**INPUT DATA:**
_ _ _ _
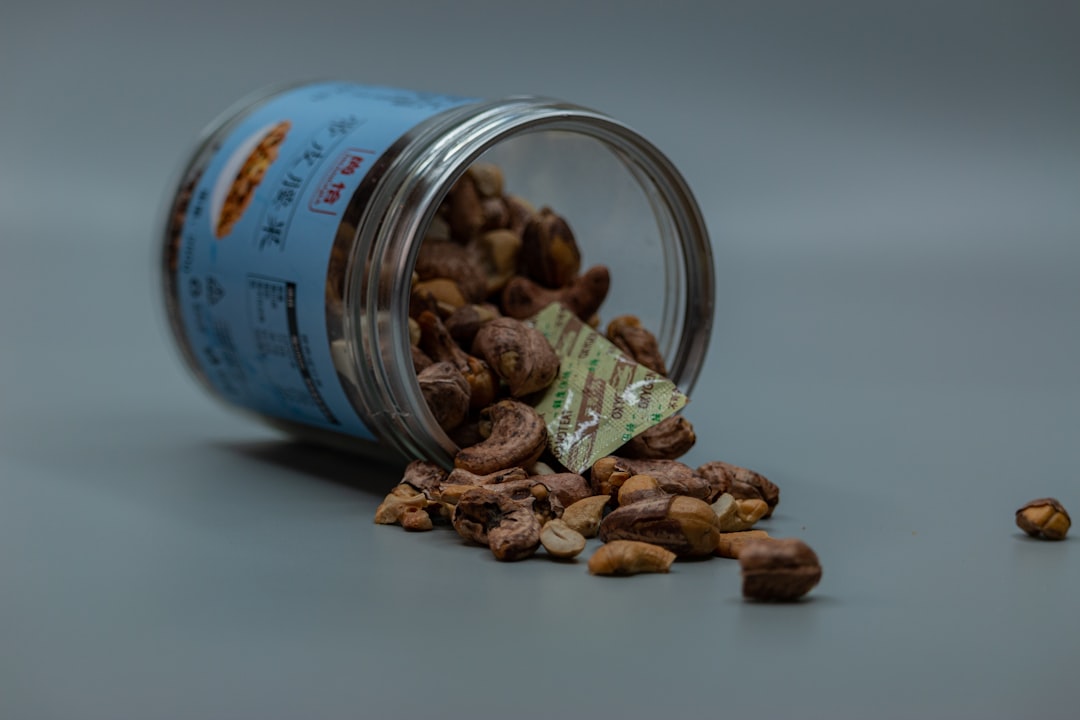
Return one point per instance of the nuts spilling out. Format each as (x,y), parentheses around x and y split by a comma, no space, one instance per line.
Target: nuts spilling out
(488,262)
(1043,518)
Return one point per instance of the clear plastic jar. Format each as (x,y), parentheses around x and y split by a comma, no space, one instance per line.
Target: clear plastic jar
(293,232)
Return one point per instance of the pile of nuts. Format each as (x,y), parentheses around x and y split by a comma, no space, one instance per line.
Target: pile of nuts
(488,262)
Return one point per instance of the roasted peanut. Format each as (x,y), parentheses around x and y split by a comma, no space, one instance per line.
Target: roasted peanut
(686,526)
(630,557)
(446,392)
(1044,518)
(637,488)
(778,570)
(550,253)
(561,540)
(416,519)
(741,483)
(736,515)
(626,333)
(517,437)
(518,354)
(507,527)
(585,515)
(731,543)
(523,298)
(665,440)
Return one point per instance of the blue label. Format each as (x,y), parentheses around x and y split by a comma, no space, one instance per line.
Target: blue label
(257,241)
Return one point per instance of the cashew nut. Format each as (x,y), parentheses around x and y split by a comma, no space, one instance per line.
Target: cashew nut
(517,438)
(523,298)
(521,355)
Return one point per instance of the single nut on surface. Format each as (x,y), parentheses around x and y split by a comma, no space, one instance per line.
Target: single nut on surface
(489,518)
(607,474)
(461,476)
(665,440)
(446,392)
(416,519)
(423,475)
(778,570)
(585,515)
(686,526)
(521,355)
(736,515)
(630,557)
(561,540)
(517,438)
(731,543)
(393,505)
(741,483)
(637,488)
(550,253)
(523,298)
(626,334)
(1044,518)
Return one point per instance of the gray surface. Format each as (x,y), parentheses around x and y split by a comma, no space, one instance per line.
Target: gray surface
(892,191)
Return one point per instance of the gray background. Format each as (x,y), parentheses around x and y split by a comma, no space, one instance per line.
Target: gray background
(892,190)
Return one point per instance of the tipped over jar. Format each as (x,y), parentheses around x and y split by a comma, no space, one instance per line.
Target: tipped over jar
(294,246)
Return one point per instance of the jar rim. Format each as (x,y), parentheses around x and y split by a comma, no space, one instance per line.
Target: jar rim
(403,204)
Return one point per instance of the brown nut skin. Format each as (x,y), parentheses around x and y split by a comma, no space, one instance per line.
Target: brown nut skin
(466,214)
(731,543)
(464,323)
(550,254)
(435,340)
(1044,518)
(523,298)
(518,354)
(686,526)
(393,505)
(675,478)
(517,438)
(446,392)
(496,253)
(461,476)
(424,476)
(450,260)
(626,334)
(630,557)
(778,570)
(741,483)
(667,439)
(507,527)
(561,540)
(637,488)
(607,474)
(416,519)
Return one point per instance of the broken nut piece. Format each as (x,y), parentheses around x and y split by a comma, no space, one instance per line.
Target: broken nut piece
(778,570)
(1043,518)
(561,540)
(630,557)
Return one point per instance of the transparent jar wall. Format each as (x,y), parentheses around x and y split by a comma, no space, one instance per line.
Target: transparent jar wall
(616,220)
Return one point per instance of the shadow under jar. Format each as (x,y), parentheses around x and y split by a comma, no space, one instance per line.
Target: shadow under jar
(294,230)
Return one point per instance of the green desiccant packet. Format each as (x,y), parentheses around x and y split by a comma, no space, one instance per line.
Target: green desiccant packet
(602,397)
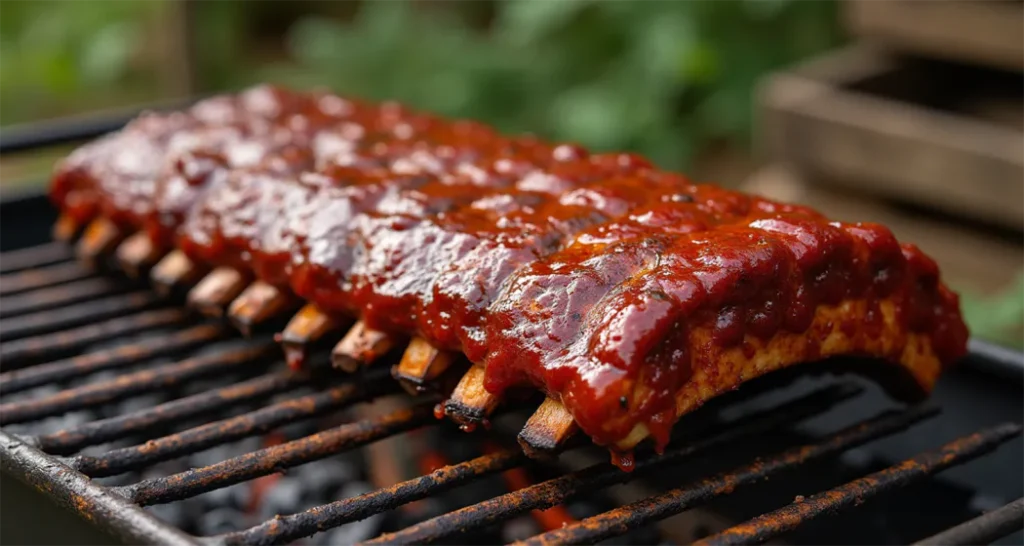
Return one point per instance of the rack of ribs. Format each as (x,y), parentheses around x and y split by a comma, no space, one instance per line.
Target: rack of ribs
(628,295)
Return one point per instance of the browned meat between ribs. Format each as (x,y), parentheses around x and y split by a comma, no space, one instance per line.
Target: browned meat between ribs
(628,294)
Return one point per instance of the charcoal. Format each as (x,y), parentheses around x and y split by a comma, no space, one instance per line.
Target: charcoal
(174,513)
(286,497)
(222,520)
(222,453)
(325,476)
(519,529)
_ _ _ _
**ABOUT THIS TASK:**
When copying the records, reproduce every entry exactly and omit all pictures.

**SOLUTION FOR THIS EXERCISE:**
Return one point per instance of the nuts spilling out. Format each as (x,y), parentheses around x and y split by a comma, no space, one instance per line.
Target: nuts spilling out
(488,262)
(1043,518)
Return one point per instance of the clear plastic jar. Format each as (x,y), parentheses around x and y split by a comma, no space, one instance per line.
Target: clear plastic jar
(293,232)
Return one point per instance of the pile of nuts. Format each as (x,y), parentheses around x and y split by a comma, no space, one instance per line.
Target: pile of nuts
(488,262)
Return one point per instance of the roasted peanut. Format each as (x,y), parentheses around x and y split by a comma, no space, one instance per line.
Target: roasted peanut
(686,526)
(630,557)
(446,392)
(1044,518)
(637,488)
(778,570)
(550,253)
(561,540)
(416,519)
(741,483)
(736,515)
(626,333)
(517,437)
(518,354)
(507,527)
(585,515)
(731,543)
(523,298)
(665,440)
Return one point per instance of the blue label. Format each as (x,y), parentheses around x and y split by a comma, no space, one instance per line.
Target: blue label
(257,241)
Return one point per instance of the cashew nut. Format each as (x,y), parentheses around x and y split by a comma, no space, one instance per line.
Target: cashew nut
(517,438)
(523,298)
(521,355)
Return one point per instance of the single nut on surface. Format each as (x,y), parentheses around x and y split by a comma, no space, one instance per line.
Target: single nut on surface
(489,518)
(607,474)
(461,476)
(665,440)
(446,392)
(416,519)
(423,475)
(778,570)
(585,515)
(686,526)
(521,355)
(736,515)
(630,557)
(561,540)
(517,438)
(731,543)
(393,505)
(741,483)
(637,488)
(550,253)
(523,298)
(626,334)
(1044,518)
Return one point per instance of the gray surface. Format each as (x,y), parentheses around x and y split by a comma, no space, one instance per line.
Target: gray surface
(892,191)
Return one point per instance of the gray background. Format each as (x,y), parentheses around x and y split by a comma, no space, one instance per line.
Target: gray background
(892,190)
Return one point per instance of the tipped over jar. Format each as (x,y), parentheses around x and y split by a comma, no space, one instance per line.
Target: tipped over jar
(294,246)
Return one point per instance of the jar rim. Format each as (x,y), parentheses around x and y split by a comma, no space, one instance per line.
Target: jar rim
(403,204)
Return one point per instance of the brown nut skin. Format each as (x,y), parentheses around x and y split by a comma, no space, one instance per line.
Target: brown nut skin
(466,214)
(731,543)
(464,323)
(550,254)
(435,340)
(1044,518)
(523,298)
(518,354)
(686,526)
(393,505)
(675,478)
(517,438)
(446,392)
(496,253)
(461,476)
(424,476)
(450,260)
(626,334)
(630,557)
(778,570)
(741,483)
(667,439)
(507,527)
(561,540)
(637,488)
(607,474)
(416,519)
Return one point per instance of the broken nut piece. Format each as (x,y), parentheses around x and y split by a comma, no space, one instance per line.
Target: broken nut piece
(778,570)
(1043,518)
(561,540)
(630,557)
Return one point per instance of the transparent jar wall. Format each as (x,y), parentheses around x and y split by a comma, no space, one instance per line.
Target: transparent jar wall
(616,220)
Return one point per instance of the shadow under jar. Format each as (x,y), parentheses around x and y split by a comma, no space, one instance per line.
Target: shadow under jar
(294,230)
Return one point per instance of the green desiccant packet. Format each as (x,y), parentheses around x and y split by a comma, no space, one instance per line.
Target: green desiccant packet
(602,397)
Return one point per instance of the rack of ribs. Format each as (x,y), parentheses around x and y split by a comma, no space, one instance per line.
Target: rack of ribs
(628,295)
Return one point per instance of the browned meat between ribs. Format each as (x,y), parentheses around x and y split by a comma, no space, one instance per line.
Target: browned meat between ribs
(628,294)
Return one point per instance of the charcoal. Format each as (x,y), parentheses around x and y split by a comma, no space, one instance per line.
Target: charcoal
(174,513)
(286,497)
(222,520)
(222,453)
(325,476)
(519,529)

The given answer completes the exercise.